Which lines of the records below contain the string "photo"? Pick out and copy each of those lines in full, treating uppercase and lowercase as different.

Listing:
+---+

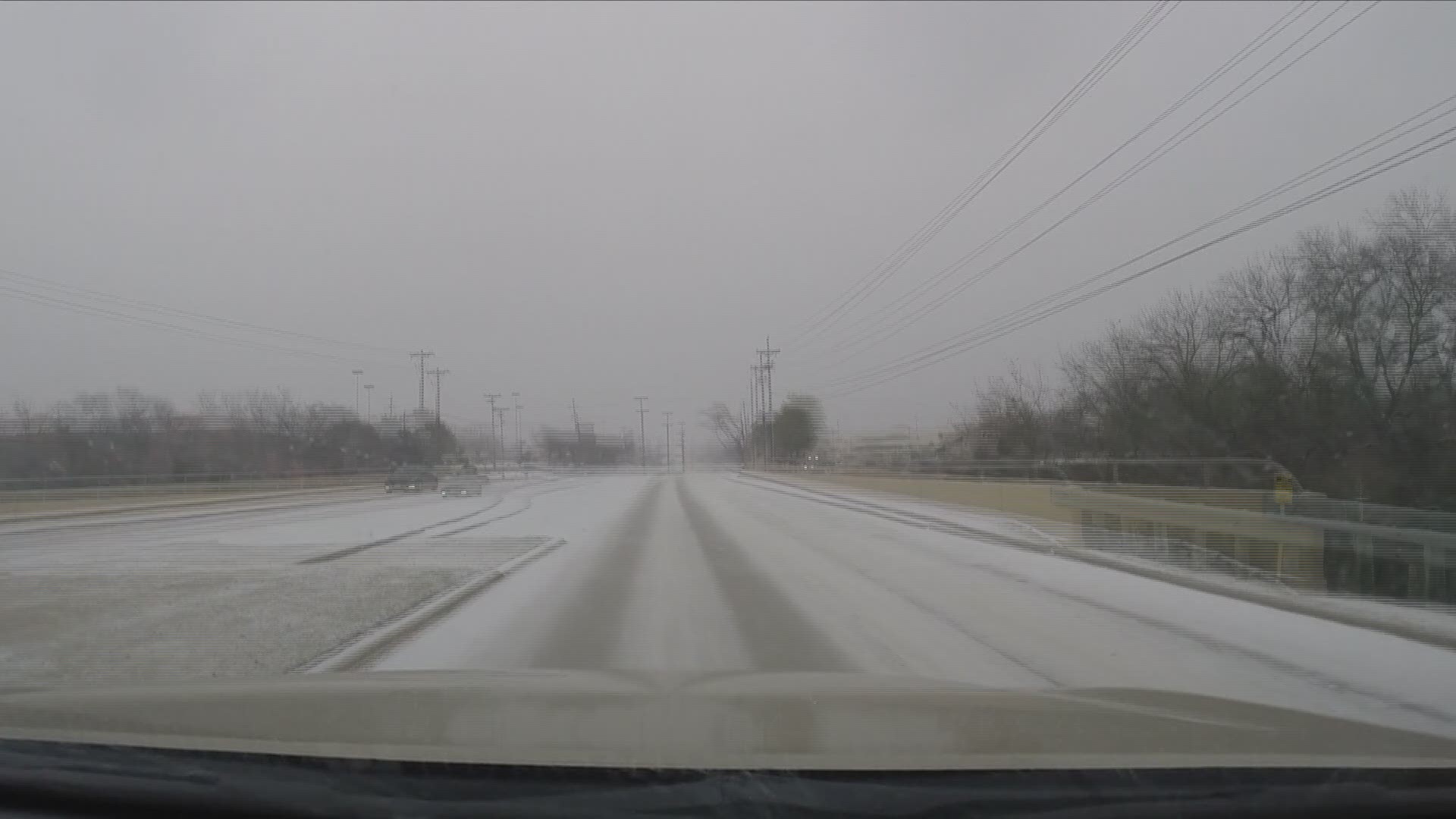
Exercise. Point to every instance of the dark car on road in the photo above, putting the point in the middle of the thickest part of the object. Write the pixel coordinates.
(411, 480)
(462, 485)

+---+

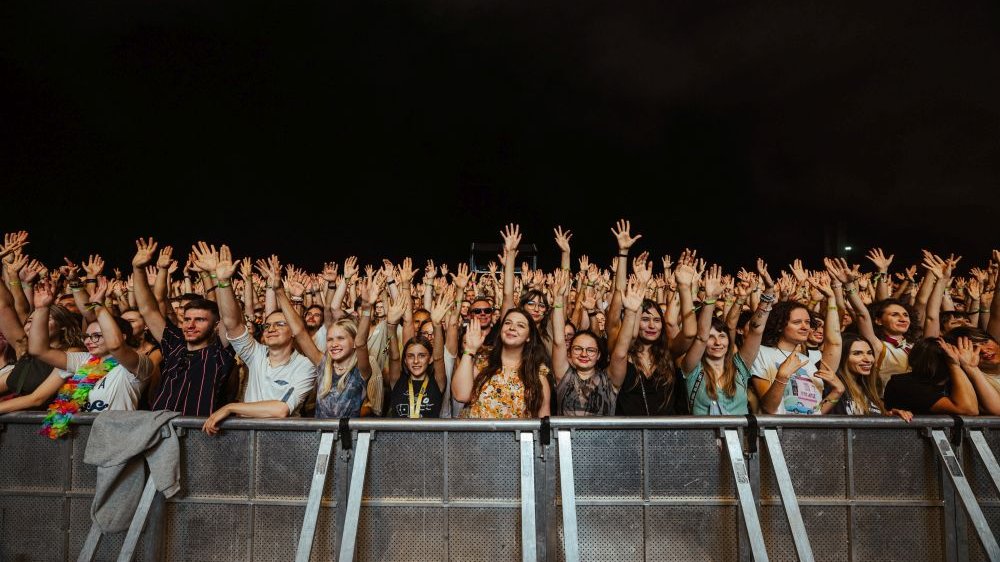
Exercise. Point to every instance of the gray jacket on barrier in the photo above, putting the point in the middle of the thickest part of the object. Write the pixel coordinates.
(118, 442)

+---+

Task solution:
Exercise. Point to every instance of the dark car on road in the photo above, putting the point in the middle of the thickest part of the object. Write the pixel coordinates.
Exercise. Point to every instance of the gray jacket on barrier in the photo above, putting the point in the middle of the thickest part of the object. Write the pixel coordinates.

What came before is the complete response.